- Problem:
Check each line below for the word "block". How many have it? Answer with the number only.
Content starts
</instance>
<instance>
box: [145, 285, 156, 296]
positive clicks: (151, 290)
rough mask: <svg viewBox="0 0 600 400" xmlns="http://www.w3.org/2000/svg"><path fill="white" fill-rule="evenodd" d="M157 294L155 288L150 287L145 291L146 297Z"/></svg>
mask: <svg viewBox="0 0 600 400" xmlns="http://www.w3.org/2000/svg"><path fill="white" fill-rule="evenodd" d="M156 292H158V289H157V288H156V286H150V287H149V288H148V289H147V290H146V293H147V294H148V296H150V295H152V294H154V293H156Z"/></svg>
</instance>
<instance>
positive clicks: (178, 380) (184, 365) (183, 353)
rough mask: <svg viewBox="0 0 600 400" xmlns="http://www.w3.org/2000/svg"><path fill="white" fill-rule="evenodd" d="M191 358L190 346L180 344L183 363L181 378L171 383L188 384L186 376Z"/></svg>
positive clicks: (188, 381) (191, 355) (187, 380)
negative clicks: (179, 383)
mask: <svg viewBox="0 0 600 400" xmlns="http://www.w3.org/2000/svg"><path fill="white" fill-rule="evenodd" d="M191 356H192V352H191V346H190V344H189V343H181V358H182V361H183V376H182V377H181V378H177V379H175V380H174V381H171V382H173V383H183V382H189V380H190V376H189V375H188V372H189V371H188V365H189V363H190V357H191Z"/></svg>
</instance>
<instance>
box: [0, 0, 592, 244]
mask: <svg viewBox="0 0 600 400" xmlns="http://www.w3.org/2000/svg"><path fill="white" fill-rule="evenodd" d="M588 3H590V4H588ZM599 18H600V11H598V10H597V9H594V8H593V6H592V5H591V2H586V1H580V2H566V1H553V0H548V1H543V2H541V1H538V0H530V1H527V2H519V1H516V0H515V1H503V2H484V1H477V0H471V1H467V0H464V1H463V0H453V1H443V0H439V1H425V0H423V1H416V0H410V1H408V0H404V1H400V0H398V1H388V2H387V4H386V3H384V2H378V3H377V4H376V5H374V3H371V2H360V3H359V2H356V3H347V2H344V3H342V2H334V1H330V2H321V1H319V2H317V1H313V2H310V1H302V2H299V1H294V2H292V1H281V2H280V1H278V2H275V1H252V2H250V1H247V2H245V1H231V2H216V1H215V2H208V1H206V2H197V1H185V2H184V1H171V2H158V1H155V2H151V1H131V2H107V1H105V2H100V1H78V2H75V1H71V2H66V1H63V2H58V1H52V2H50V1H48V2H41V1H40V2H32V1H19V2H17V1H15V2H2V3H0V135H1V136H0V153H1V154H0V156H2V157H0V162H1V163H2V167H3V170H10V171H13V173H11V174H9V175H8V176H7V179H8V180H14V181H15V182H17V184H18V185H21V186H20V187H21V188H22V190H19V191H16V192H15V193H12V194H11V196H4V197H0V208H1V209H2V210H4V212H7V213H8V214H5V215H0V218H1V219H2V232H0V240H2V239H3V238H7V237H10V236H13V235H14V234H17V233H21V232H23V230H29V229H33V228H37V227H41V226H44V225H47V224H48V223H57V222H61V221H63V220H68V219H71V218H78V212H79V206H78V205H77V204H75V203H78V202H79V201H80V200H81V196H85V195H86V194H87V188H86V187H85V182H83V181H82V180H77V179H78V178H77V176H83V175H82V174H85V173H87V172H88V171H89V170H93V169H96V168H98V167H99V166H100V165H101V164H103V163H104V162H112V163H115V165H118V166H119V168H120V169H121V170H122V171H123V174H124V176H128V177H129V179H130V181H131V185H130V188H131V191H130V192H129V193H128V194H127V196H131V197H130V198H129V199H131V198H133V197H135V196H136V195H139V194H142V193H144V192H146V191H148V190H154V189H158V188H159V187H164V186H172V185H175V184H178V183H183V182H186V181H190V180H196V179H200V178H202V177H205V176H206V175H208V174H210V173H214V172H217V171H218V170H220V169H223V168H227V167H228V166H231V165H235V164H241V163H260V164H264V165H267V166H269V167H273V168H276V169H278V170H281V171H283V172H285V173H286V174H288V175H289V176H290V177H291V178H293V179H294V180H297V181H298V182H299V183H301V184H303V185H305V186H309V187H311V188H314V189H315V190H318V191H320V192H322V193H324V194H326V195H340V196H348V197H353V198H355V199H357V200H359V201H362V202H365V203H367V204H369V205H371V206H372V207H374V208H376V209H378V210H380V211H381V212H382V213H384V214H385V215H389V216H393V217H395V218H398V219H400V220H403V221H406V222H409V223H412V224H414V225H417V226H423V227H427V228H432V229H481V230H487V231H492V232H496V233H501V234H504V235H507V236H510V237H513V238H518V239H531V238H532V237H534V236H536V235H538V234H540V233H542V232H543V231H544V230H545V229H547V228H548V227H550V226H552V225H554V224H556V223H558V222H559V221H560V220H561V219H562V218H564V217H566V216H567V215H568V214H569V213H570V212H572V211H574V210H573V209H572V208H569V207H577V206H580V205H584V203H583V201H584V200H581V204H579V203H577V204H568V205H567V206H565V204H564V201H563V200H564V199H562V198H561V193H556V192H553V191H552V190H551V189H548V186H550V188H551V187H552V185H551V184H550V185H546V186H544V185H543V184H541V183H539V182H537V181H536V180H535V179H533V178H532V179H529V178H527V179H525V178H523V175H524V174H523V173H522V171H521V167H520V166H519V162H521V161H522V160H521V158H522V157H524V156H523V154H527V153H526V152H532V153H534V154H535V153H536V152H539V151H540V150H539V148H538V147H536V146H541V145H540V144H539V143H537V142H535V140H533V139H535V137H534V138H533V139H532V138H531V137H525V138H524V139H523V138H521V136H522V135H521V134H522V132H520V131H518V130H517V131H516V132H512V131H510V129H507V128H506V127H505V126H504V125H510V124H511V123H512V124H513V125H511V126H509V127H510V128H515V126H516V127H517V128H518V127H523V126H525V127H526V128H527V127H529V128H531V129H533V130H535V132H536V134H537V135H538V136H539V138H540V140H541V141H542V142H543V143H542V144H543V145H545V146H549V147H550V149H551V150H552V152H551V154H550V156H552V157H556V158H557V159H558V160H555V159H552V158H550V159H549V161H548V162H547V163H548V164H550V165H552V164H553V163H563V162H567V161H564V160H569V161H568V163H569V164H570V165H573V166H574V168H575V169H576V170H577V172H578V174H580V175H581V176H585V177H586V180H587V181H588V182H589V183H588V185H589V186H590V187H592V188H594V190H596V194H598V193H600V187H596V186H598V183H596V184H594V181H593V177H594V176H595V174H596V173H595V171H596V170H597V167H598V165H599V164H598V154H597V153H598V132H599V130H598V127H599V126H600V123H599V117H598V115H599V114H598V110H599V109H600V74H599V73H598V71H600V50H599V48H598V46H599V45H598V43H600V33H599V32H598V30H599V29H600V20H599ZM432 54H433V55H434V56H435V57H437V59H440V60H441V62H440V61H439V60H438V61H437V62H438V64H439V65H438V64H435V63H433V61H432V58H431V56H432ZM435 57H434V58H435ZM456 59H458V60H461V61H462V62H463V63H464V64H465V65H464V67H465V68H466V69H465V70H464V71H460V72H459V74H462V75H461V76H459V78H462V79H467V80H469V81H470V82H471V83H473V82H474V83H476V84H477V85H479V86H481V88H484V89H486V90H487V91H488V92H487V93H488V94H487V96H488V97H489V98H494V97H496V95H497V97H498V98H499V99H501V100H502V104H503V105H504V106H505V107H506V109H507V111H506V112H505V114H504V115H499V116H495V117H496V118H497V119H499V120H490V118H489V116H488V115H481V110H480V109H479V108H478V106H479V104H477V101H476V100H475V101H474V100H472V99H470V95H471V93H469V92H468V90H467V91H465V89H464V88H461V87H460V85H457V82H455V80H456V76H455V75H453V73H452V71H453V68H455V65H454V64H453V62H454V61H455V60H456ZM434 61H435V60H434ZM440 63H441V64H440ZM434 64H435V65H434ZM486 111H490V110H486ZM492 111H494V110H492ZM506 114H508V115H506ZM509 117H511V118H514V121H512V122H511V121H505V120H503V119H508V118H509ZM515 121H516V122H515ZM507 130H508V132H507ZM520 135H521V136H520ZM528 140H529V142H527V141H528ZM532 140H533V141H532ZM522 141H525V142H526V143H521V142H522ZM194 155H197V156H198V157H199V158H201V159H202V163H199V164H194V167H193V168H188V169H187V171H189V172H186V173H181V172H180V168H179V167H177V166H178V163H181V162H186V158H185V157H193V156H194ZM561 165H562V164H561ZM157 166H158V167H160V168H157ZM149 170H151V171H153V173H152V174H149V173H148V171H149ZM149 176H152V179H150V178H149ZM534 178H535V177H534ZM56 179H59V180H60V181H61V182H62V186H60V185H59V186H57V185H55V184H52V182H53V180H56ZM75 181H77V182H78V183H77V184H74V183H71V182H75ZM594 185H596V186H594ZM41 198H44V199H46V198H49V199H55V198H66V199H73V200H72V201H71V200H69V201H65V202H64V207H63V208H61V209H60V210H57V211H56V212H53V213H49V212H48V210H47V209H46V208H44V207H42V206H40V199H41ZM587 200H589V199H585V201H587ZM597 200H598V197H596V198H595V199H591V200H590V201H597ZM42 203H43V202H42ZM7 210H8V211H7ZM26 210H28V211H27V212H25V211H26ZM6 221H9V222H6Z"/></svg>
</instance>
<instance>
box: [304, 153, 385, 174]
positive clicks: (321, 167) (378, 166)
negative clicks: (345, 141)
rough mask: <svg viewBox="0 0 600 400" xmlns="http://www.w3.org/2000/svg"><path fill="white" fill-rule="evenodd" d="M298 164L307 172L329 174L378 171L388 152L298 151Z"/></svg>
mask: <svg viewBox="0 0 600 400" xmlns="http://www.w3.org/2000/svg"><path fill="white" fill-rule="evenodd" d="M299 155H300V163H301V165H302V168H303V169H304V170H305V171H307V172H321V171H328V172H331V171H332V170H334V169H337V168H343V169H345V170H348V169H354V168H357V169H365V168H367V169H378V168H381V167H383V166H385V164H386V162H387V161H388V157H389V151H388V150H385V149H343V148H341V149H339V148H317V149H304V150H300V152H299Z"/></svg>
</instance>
Content ends
Content starts
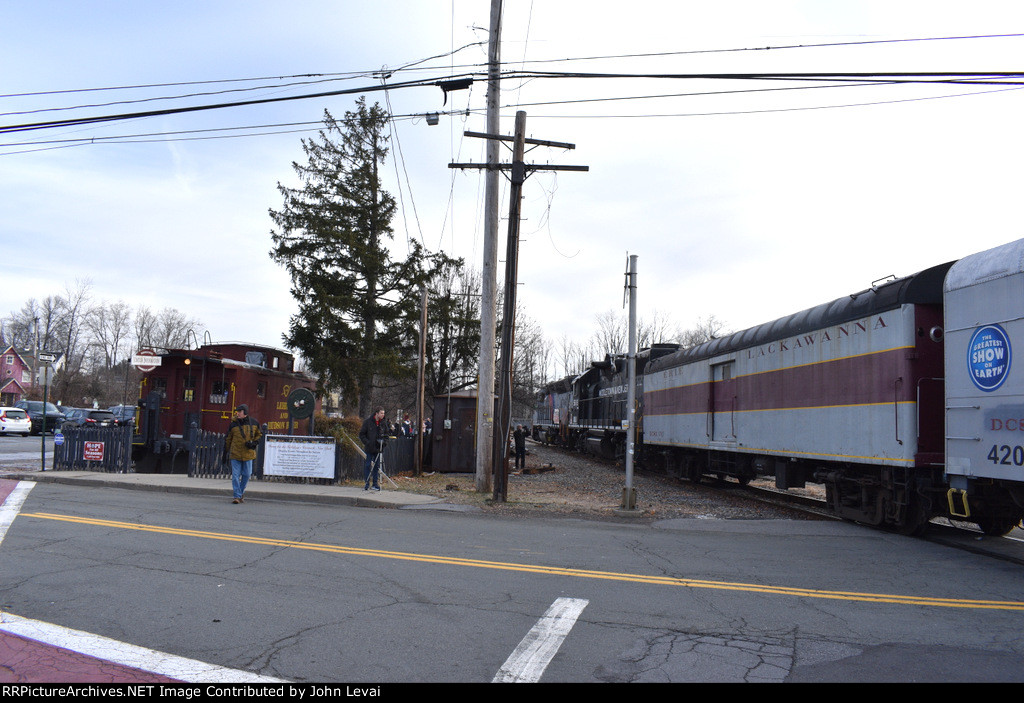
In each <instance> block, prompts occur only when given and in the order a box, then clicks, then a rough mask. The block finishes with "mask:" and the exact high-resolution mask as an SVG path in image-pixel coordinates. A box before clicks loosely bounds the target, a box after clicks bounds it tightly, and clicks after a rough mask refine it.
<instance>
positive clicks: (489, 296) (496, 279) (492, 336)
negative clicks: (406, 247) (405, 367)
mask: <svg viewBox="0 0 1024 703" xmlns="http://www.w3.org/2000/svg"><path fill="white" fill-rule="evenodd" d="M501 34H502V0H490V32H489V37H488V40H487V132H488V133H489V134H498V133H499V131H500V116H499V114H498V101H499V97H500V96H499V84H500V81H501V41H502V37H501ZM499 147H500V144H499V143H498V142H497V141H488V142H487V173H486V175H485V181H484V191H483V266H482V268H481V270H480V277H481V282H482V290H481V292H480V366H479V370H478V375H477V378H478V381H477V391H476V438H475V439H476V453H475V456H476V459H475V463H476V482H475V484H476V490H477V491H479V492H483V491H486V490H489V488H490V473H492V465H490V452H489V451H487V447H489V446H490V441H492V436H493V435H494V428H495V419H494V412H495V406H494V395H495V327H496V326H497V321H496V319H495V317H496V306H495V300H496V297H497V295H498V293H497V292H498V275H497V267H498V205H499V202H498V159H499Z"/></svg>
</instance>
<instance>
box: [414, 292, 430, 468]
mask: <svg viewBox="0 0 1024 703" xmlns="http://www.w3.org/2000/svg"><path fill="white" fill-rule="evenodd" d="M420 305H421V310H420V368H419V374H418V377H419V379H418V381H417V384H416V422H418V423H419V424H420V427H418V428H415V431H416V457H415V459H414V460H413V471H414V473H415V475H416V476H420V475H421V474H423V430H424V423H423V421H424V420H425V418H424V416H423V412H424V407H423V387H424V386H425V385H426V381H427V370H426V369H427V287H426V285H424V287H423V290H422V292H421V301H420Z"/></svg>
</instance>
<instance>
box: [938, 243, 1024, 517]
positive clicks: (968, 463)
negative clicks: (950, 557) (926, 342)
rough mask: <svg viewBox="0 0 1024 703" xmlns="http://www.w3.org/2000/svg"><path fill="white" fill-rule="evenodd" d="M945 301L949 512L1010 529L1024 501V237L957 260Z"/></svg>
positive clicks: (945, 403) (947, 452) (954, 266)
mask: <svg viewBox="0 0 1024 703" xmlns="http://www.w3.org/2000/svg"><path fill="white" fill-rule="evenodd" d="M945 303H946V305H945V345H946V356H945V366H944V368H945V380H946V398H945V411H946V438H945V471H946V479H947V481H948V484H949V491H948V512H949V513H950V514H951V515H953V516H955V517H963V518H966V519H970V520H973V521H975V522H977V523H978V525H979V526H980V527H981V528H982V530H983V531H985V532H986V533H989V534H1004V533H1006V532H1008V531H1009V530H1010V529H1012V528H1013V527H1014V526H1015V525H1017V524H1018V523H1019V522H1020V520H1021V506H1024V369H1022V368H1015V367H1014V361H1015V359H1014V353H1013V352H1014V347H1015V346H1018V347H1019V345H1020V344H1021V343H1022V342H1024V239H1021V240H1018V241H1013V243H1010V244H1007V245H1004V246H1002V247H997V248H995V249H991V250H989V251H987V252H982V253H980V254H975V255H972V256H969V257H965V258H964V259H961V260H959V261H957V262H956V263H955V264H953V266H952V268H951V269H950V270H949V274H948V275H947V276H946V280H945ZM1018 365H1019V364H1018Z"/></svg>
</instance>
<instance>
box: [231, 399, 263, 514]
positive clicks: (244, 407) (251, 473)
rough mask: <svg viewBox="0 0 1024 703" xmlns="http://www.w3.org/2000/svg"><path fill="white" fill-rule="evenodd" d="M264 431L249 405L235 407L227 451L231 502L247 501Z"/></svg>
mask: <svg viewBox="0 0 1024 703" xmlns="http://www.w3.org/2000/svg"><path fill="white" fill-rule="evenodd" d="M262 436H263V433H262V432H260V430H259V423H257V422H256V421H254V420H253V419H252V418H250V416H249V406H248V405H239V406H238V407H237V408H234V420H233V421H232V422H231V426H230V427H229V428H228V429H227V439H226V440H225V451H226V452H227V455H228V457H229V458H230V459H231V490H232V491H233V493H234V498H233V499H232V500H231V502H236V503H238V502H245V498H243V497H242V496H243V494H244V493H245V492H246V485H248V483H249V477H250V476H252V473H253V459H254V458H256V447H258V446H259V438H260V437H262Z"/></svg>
Content ends
Content starts
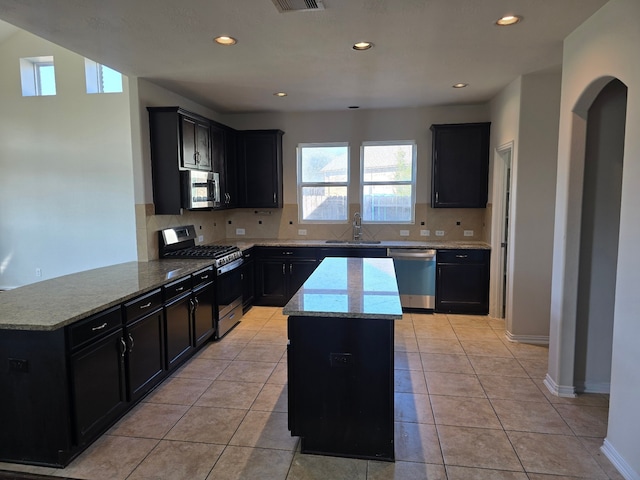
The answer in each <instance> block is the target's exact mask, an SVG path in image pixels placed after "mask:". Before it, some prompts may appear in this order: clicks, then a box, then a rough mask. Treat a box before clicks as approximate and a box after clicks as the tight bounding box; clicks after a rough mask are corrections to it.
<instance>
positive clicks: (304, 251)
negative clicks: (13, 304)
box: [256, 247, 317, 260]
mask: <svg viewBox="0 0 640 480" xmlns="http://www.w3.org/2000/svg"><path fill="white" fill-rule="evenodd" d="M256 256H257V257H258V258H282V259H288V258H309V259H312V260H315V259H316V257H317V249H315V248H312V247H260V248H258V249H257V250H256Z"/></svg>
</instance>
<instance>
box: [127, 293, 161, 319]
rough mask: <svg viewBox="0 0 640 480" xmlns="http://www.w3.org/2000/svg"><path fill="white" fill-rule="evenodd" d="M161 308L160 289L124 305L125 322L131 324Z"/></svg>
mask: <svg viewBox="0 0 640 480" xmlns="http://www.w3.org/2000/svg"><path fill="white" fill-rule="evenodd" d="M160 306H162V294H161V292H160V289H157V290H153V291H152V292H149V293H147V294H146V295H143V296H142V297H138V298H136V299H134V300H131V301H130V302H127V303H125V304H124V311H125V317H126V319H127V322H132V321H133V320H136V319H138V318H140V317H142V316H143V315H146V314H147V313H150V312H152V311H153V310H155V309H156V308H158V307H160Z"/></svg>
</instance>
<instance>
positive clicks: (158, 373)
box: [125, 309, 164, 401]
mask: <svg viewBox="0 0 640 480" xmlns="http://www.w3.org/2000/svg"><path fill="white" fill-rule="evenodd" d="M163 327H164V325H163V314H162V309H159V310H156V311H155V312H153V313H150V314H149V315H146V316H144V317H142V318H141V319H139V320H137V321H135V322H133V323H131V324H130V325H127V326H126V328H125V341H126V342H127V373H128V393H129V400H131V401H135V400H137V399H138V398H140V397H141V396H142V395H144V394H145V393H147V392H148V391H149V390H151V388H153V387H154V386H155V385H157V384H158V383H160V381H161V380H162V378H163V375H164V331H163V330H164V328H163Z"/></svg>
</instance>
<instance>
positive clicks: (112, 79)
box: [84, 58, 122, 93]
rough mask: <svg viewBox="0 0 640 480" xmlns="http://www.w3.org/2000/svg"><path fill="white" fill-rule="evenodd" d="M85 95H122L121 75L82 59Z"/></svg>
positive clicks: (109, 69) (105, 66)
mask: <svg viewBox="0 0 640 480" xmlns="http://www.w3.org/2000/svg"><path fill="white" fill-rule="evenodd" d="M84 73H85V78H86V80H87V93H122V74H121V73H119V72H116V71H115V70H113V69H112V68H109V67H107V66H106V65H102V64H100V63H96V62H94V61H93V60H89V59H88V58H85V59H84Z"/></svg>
Content ends
- Answer space:
2